**Task details**
Reproduce the listing from the line holding "Return the polygon of every instance of the <item>side" through the end of the listing, inclusive, leaving its requests unchanged. Shift every number in the SVG answers, both the viewBox values and the path coordinates, by -28.

**The data**
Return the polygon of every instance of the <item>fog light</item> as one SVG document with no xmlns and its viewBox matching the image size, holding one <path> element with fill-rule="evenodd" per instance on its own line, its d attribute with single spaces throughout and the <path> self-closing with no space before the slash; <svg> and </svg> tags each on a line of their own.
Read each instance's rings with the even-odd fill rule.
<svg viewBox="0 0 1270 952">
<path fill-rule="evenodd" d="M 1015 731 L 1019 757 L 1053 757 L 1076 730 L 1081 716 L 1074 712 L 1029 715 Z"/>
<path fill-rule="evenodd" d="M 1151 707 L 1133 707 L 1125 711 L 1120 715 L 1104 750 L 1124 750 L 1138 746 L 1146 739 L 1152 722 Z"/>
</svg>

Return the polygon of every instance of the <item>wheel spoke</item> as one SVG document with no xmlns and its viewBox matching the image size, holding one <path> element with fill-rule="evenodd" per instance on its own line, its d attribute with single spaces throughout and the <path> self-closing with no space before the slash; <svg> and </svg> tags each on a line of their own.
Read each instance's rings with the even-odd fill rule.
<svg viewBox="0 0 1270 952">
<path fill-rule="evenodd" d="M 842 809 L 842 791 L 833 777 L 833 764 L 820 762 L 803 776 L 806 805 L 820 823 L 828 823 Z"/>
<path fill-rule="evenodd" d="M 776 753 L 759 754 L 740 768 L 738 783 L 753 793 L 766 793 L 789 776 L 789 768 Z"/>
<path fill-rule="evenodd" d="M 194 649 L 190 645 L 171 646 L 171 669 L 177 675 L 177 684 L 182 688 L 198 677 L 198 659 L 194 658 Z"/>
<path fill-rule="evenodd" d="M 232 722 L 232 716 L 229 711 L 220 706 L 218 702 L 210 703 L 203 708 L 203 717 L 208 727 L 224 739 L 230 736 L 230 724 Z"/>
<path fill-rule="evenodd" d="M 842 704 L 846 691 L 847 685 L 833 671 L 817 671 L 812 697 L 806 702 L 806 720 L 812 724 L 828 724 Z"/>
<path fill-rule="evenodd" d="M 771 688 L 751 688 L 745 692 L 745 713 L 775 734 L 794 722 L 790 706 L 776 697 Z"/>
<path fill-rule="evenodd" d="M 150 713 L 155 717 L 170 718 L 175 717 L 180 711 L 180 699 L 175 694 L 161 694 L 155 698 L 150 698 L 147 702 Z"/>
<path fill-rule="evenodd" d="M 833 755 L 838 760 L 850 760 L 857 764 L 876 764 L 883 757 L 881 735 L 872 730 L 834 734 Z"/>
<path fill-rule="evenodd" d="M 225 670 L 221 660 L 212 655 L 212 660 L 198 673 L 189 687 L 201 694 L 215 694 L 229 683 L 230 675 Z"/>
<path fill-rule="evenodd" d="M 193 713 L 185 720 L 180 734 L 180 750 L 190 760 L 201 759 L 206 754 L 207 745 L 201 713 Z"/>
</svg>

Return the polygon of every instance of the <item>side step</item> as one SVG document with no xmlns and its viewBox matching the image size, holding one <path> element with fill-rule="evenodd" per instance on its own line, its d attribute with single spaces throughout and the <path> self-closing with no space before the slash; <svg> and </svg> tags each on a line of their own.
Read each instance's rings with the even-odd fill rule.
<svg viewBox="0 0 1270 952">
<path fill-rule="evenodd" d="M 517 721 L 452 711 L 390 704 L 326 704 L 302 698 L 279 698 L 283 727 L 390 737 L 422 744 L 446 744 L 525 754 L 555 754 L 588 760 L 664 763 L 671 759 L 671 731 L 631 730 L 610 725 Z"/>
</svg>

**Task answer**
Return the polygon of every instance of the <item>side step</item> as one SVG document with no xmlns and its viewBox matching the image size, holding one <path> element with fill-rule="evenodd" per instance on its own line, its d attribute with single spaces throughout and the <path> self-closing with no space before the slash; <svg> and </svg> tags each on a line of their own.
Read each instance's rings with the even-odd fill rule.
<svg viewBox="-28 -28 1242 924">
<path fill-rule="evenodd" d="M 489 693 L 424 683 L 362 676 L 298 676 L 274 670 L 251 670 L 255 699 L 362 709 L 394 716 L 418 716 L 497 726 L 527 726 L 560 732 L 636 735 L 643 731 L 643 703 L 603 702 L 582 697 Z"/>
</svg>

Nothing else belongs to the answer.